Render the stretch of the data from the line containing "GET /detect?query=cloudy sky" through the end as a Markdown table with the columns Row and Line, numbering each line and leaving out blank lines.

⁂

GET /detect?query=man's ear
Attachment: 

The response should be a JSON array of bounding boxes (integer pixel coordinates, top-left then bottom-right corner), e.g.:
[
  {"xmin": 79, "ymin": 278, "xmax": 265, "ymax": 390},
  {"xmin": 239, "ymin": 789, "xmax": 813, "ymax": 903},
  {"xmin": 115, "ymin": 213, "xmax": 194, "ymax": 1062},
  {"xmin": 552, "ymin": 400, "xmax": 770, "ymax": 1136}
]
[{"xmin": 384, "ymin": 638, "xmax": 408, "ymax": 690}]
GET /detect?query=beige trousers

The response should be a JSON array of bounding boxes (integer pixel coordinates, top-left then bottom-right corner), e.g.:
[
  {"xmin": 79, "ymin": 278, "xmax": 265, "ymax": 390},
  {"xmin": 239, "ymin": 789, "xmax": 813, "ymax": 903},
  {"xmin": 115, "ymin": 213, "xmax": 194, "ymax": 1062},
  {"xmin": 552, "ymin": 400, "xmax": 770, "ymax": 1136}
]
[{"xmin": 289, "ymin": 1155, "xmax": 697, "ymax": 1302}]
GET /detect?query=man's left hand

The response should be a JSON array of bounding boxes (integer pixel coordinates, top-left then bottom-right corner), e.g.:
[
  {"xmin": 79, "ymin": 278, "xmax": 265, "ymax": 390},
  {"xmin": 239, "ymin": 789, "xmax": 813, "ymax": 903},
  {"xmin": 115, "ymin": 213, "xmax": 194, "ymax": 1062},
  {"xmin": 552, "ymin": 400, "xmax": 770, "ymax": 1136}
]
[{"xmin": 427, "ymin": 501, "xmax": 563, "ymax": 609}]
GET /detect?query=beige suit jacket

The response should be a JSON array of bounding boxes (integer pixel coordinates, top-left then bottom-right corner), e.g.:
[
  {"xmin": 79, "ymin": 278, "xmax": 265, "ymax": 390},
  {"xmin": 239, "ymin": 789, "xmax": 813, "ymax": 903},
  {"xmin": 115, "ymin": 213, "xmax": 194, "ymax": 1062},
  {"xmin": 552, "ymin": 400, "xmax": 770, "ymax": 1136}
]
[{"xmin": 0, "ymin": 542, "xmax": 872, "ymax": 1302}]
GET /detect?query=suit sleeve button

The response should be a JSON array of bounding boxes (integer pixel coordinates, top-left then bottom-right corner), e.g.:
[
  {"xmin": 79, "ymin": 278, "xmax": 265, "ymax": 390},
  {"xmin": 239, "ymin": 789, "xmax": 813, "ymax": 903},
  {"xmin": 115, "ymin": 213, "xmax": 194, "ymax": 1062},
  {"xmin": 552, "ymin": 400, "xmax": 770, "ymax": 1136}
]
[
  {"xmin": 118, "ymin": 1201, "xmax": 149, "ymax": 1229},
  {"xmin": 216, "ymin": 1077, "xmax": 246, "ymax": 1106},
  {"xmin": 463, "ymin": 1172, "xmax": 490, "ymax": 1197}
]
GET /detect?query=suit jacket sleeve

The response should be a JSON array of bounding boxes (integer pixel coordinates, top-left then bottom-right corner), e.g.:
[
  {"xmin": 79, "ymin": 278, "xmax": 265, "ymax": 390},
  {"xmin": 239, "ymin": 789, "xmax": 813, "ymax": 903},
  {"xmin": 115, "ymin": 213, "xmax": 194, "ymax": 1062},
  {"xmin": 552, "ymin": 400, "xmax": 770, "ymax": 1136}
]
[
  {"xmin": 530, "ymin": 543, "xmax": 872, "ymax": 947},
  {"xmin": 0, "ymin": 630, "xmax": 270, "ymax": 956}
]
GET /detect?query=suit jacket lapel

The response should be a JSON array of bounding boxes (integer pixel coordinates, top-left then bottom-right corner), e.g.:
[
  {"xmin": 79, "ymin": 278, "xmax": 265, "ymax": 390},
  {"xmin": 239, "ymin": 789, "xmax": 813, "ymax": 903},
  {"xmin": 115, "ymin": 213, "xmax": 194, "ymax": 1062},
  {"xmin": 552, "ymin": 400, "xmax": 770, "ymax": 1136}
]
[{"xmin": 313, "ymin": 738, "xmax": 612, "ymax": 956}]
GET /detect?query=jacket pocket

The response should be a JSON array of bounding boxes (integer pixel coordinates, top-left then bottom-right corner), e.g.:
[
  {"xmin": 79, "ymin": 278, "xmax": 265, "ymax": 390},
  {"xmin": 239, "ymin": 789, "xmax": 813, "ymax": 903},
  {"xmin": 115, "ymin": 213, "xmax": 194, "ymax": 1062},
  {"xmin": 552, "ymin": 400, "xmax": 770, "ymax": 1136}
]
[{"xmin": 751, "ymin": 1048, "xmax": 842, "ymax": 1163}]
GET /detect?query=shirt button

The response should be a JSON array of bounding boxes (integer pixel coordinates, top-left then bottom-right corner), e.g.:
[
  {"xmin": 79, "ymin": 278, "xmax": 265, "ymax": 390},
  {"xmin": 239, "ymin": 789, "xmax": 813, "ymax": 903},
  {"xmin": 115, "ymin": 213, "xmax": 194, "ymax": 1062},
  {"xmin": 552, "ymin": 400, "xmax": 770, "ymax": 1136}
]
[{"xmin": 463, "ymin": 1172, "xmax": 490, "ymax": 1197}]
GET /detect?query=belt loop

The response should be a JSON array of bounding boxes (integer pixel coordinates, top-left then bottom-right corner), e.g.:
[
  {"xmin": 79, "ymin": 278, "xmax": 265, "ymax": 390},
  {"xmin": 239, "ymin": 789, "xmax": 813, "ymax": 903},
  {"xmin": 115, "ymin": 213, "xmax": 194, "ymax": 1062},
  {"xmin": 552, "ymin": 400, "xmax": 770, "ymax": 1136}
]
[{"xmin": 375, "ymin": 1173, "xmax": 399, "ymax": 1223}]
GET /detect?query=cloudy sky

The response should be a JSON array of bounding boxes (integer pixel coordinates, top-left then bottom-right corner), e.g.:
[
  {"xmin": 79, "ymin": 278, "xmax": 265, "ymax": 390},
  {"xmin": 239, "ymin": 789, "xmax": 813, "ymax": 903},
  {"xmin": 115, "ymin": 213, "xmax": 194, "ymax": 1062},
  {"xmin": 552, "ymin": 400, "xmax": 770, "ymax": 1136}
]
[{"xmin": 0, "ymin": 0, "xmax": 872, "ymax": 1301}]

⁂

Task response =
| Row | Line |
|---|---|
| 1 | GET /detect?query=cloudy sky |
| 2 | The response should be a JSON array of bounding boxes (integer pixel coordinates, top-left then bottom-right corner), e.g.: |
| 3 | [ |
| 4 |   {"xmin": 79, "ymin": 278, "xmax": 265, "ymax": 390}, |
| 5 |   {"xmin": 239, "ymin": 789, "xmax": 813, "ymax": 903}, |
| 6 |   {"xmin": 115, "ymin": 213, "xmax": 194, "ymax": 1062}, |
| 7 |   {"xmin": 552, "ymin": 400, "xmax": 770, "ymax": 1136} |
| 8 | ] |
| 9 | [{"xmin": 0, "ymin": 0, "xmax": 872, "ymax": 1301}] |